REQUIREMENT: In the records below, rewrite only the stretch from "segment --target=clump of grass" through "M 0 339 L 359", swapping "wetland pool" for "marsh pool" and changing nothing else.

DATA PROVIDED:
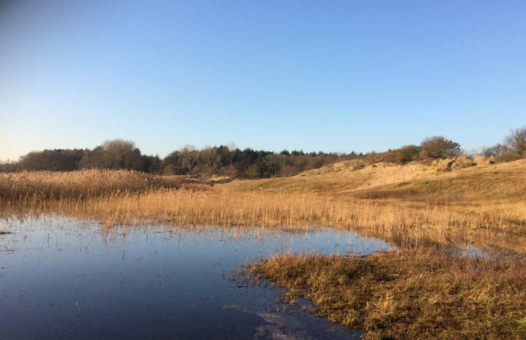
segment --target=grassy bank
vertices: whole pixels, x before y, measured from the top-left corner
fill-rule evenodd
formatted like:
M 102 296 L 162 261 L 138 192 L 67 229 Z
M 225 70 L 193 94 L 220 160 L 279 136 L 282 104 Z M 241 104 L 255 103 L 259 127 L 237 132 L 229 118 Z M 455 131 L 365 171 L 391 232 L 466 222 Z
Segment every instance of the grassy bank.
M 398 250 L 363 259 L 278 254 L 256 264 L 252 273 L 289 287 L 293 300 L 312 300 L 331 321 L 367 330 L 370 339 L 520 339 L 526 323 L 526 160 L 450 170 L 442 163 L 347 162 L 293 177 L 215 185 L 126 171 L 0 174 L 0 217 L 57 214 L 96 218 L 109 228 L 356 231 Z M 455 252 L 467 246 L 486 257 Z
M 278 254 L 251 277 L 289 289 L 294 303 L 366 339 L 516 339 L 526 337 L 526 261 L 473 259 L 431 248 L 367 257 Z

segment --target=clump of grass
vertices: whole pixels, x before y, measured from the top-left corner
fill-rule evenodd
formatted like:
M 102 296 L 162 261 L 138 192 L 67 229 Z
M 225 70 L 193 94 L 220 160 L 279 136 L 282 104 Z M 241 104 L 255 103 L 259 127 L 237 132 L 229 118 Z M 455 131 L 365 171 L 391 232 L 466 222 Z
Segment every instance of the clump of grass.
M 249 267 L 365 339 L 525 339 L 526 260 L 428 247 L 366 257 L 279 254 Z

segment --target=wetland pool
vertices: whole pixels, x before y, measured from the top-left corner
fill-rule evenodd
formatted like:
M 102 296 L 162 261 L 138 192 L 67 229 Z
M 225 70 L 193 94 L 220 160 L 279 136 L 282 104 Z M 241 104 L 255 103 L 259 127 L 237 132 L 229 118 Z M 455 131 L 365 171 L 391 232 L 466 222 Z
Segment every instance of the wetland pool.
M 330 228 L 106 229 L 49 218 L 3 220 L 0 232 L 0 340 L 359 339 L 233 273 L 277 252 L 390 249 Z

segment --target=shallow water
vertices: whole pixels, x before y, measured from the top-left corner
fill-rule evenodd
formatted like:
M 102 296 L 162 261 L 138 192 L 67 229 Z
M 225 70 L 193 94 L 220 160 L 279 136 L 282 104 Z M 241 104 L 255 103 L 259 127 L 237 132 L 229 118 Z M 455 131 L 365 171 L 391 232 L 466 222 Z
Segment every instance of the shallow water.
M 0 339 L 359 339 L 238 287 L 233 272 L 277 251 L 368 254 L 389 245 L 326 229 L 116 227 L 51 219 L 1 222 Z M 280 311 L 277 312 L 279 309 Z

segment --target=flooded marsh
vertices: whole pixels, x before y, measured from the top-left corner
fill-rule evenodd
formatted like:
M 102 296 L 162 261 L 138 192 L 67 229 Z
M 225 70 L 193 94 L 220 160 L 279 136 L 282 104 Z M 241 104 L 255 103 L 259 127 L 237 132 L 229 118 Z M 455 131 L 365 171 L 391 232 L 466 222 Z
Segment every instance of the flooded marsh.
M 2 222 L 1 339 L 358 339 L 283 291 L 233 280 L 277 252 L 370 254 L 389 245 L 330 229 Z M 282 309 L 285 309 L 285 311 Z M 277 313 L 277 309 L 281 311 Z

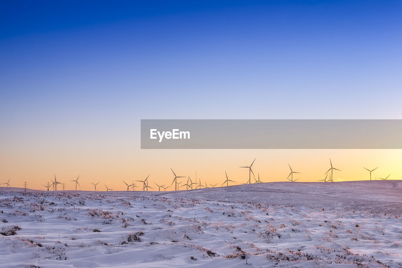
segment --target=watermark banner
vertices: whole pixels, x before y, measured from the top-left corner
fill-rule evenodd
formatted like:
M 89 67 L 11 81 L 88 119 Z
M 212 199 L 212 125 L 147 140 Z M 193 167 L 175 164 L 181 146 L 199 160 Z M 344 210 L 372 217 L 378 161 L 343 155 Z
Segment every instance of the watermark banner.
M 402 120 L 141 120 L 142 149 L 402 149 Z

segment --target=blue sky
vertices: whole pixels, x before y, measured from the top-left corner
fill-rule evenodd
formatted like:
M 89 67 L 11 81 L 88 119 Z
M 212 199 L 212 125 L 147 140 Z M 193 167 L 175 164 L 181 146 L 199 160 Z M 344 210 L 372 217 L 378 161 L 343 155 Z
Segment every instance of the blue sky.
M 141 155 L 142 118 L 402 113 L 400 1 L 81 2 L 0 4 L 3 159 Z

ANSWER FOR THIS EXERCISE:
segment --target=clump of grass
vertices: whole pixels, x before y, measured from the top-left corner
fill-rule evenodd
formatted like:
M 102 296 L 162 261 L 138 192 L 67 229 Z
M 225 70 L 193 94 L 220 160 L 279 136 L 282 104 Z M 241 104 L 255 103 L 259 127 L 237 132 L 229 118 Z M 455 131 L 365 171 L 391 232 L 466 222 Z
Segment every instance of the clump of grass.
M 249 267 L 365 339 L 525 339 L 526 260 L 428 247 L 366 257 L 279 254 Z

segment --target=marsh pool
vertices: whole pixels, x before y, measured from the top-left corner
fill-rule evenodd
formatted like:
M 102 296 L 162 261 L 138 192 L 67 229 Z
M 225 70 L 193 94 L 220 160 L 279 136 L 282 104 Z M 241 104 L 255 103 L 259 127 L 237 132 L 229 118 Z M 455 131 L 365 171 L 391 232 L 466 222 Z
Segment every instance of the marsh pool.
M 330 228 L 106 229 L 49 218 L 3 220 L 0 232 L 0 340 L 359 339 L 233 273 L 277 252 L 390 249 Z

segment --target=shallow water
vertices: whole pixels, x before y, measured from the top-left corner
fill-rule evenodd
formatted like:
M 102 296 L 162 261 L 138 192 L 67 229 Z
M 225 70 L 193 94 L 220 160 L 279 136 L 282 104 Z M 241 104 L 255 103 L 259 127 L 237 132 L 229 118 Z M 455 131 L 365 171 L 391 232 L 466 222 Z
Segment every instance of the shallow water.
M 0 339 L 359 339 L 238 287 L 233 272 L 277 251 L 368 254 L 389 245 L 326 229 L 116 227 L 51 219 L 1 222 Z M 280 311 L 277 312 L 279 309 Z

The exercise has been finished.